▸ Material for the task:

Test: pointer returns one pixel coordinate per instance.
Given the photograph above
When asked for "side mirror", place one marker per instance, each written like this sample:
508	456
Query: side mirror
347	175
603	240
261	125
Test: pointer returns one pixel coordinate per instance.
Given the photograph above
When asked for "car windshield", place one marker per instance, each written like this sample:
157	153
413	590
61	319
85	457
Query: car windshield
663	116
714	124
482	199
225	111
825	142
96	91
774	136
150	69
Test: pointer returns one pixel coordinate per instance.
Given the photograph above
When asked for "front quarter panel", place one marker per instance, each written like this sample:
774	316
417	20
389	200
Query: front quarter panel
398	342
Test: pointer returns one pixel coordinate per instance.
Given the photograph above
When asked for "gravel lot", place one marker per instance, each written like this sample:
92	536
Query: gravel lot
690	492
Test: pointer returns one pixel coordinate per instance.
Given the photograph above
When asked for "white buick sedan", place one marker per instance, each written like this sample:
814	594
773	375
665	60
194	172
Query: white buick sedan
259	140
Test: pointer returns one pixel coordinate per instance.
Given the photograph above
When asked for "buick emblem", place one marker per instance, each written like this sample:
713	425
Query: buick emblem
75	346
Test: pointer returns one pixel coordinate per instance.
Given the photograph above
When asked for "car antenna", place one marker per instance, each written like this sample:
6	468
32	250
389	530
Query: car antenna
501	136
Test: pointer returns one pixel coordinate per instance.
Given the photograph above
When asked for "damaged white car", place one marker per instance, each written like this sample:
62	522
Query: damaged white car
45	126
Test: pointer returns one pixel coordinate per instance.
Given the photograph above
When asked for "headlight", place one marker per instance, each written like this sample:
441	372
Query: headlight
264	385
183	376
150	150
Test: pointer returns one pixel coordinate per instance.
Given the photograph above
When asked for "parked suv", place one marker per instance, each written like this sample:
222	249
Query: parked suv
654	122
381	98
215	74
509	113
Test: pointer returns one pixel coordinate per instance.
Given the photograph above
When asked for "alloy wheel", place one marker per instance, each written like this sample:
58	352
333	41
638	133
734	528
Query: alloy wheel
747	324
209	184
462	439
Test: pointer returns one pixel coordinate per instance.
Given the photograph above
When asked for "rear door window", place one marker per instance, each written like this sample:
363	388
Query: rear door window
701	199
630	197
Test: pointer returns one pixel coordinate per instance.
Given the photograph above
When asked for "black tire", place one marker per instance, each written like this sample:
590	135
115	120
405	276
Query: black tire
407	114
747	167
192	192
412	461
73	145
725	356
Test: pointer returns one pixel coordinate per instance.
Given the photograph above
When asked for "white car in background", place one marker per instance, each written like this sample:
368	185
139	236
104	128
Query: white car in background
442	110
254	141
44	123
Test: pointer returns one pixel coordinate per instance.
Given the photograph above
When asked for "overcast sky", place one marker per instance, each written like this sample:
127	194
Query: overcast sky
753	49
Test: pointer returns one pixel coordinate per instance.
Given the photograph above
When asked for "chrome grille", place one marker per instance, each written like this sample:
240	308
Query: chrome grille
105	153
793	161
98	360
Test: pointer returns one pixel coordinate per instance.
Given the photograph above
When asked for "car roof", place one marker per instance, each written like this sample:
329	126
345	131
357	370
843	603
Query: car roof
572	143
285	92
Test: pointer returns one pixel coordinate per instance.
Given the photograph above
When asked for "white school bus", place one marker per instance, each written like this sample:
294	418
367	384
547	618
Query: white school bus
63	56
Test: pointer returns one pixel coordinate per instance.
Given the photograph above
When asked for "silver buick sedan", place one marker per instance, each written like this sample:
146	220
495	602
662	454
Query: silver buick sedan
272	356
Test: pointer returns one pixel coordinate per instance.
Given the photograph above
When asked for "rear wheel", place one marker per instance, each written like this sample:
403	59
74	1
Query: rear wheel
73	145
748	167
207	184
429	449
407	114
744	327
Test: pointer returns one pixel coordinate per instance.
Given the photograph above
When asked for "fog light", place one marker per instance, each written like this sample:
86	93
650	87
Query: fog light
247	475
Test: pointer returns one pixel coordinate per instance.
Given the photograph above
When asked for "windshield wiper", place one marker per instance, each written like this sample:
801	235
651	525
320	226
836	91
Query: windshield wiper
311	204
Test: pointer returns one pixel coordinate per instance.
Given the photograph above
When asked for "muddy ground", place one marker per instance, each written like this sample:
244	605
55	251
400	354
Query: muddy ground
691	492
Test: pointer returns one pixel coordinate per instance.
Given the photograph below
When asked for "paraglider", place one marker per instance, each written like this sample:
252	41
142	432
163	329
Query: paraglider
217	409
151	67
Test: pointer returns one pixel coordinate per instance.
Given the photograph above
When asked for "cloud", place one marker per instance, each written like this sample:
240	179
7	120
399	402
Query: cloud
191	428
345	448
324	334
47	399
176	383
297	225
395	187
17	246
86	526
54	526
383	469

▸ Given exercise: From the records above, please extract every line and repeat it exactly.

▸ Full response:
Test: pointer returns one pixel coordinate per instance.
Given the photograph above
When asked for "side mirror", place one marker per instance, each written like this sample:
508	456
Query: side mirror
347	175
603	240
261	125
Test: pointer returns one pixel coordinate per instance.
Given the photograph above
When asked for "car windshield", place one marker per instance, each written like this sample:
157	153
413	590
61	319
85	457
Query: car windshield
663	116
714	124
482	199
225	111
825	142
96	91
774	136
150	69
Test: pointer returns one pixel coordinate per instance.
Given the photograph above
When asked for "front quarter panel", place one marker per instance, each written like this sample:
774	316
417	20
389	200
Query: front quarter panel
398	342
Test: pointer returns one pixel coordinate per instance.
Given the photograph above
When asked for "gravel lot", place one marker per instance, each written like this sample:
92	536
Query: gravel lot
690	492
Test: pointer returns one pixel coordinate per instance.
Given the photograph above
When asked for "white buick sedan", place one marker per instance, each written like this sample:
814	594
773	375
665	60
194	172
Query: white buick sedan
259	140
Test: pointer returns one pixel coordinate per instance.
Given the photograph above
When asked for "buick emblem", place one marker per instance, each written like this sample:
713	425
Query: buick emblem
75	346
Test: pointer returns one pixel coordinate per instance.
Given the photograph above
When asked for "car antenna", place one marker per instance, each written like this sample:
6	468
32	250
389	530
Query: car antenna
501	136
Test: pointer returns one pixel coordinate per instance.
Given the photograph above
When asked for "damaged white car", place one marker per instance, each written like this sample:
62	522
Query: damaged white car
45	126
Test: pointer returns one pixel coordinate per instance.
Given the photograph above
When asked for "headlight", place one marker per instance, each written like this sample:
441	372
Query: headlight
264	385
183	376
150	150
Test: pointer returns one pixel coordinate per instance.
Given the photograph above
When asked for "parked suv", place one marker per instance, each written like this sample:
222	249
Query: parked suv
654	122
381	98
215	74
509	113
Test: pointer returns one pixel coordinate per instance.
Given the photograph above
When asked for "alloy wheel", place one marker per instance, each written like this sample:
58	352
333	41
638	133
734	528
Query: alloy wheel
747	324
209	184
462	439
Test: pointer returns one pixel coordinate per instance.
Given the photograph above
When asked for "rear door window", place one marker per instance, each written like this sample:
363	388
Query: rear door window
701	199
630	197
Test: pointer returns one pixel coordinate per instance.
Given the photograph above
When asked for "black tire", place one marker per instance, each written like this sample:
590	135
115	120
405	276
Query: black tire
407	114
747	167
192	192
412	461
73	145
725	356
Test: pointer returns one pixel coordinate per instance.
Given the photograph above
When asked for "white car in background", place one marker per instance, each written like this sample:
368	185
139	236
104	128
Query: white car in background
442	110
254	141
44	123
Test: pointer returns one pixel coordinate per instance.
Given the photograph above
When asked for "overcast sky", place one marker per instance, each written like this sample:
127	194
Query: overcast sky
753	49
Test: pointer returns one pixel coordinate per instance.
Given the photograph above
When asked for "chrome grille", place one marker per instance, each written like this sample:
240	308
Query: chrome grille
105	153
793	161
98	360
Test: pointer returns one pixel coordinate per instance.
Given the photograph above
When asked for "car roof", place one marker per instance, each written like this sample:
329	126
345	131
357	370
843	603
Query: car roof
572	143
285	92
Test: pointer returns one pixel coordinate per instance.
Given the photograph above
When asked for "white school bus", place one marker per instance, each written like this sample:
294	418
367	384
547	618
Query: white school bus
63	56
Test: pointer returns one pixel coordinate per instance.
Given the photograph above
When asked for "silver buick sedan", place one marker per instance, each written like this sample:
146	220
495	602
662	454
Query: silver buick sedan
272	356
Test: pointer returns one pixel coordinate per instance.
Given the photograph above
When asked for "rear wheel", place one marker per instance, each written like this sample:
403	59
74	1
Query: rear wheel
73	145
748	167
207	184
429	449
407	114
744	327
Test: pointer returns one pixel coordinate per instance.
Given the photograph above
When asked for "fog light", place one marker per instance, each written like this sample:
86	93
650	87
Query: fog light
247	475
Test: pointer returns one pixel coordinate per instance.
Given the photograph above
When asked for "windshield wiper", place one marker per instance, each written like this sample:
801	235
651	525
320	226
836	91
Query: windshield wiper
311	204
Test: pointer returns one pixel coordinate per instance.
Given the photograph above
When asked for "muddy ground", place one marker per instance, each written like this sample:
244	605
55	251
400	354
Query: muddy ground
691	492
Test: pointer returns one pixel coordinate per instance.
Given the photograph below
When asked for "paraglider", place one marker per instance, each written like this sample:
252	41
142	432
163	329
Query: paraglider
217	409
151	67
Test: pointer returns one pixel coordinate per instance.
Given the photograph above
When asked for "cloud", place one marker per instance, each written like this sample:
240	179
7	120
399	402
Query: cloud
191	428
345	448
324	334
47	399
176	383
297	225
395	187
17	246
86	526
54	526
383	469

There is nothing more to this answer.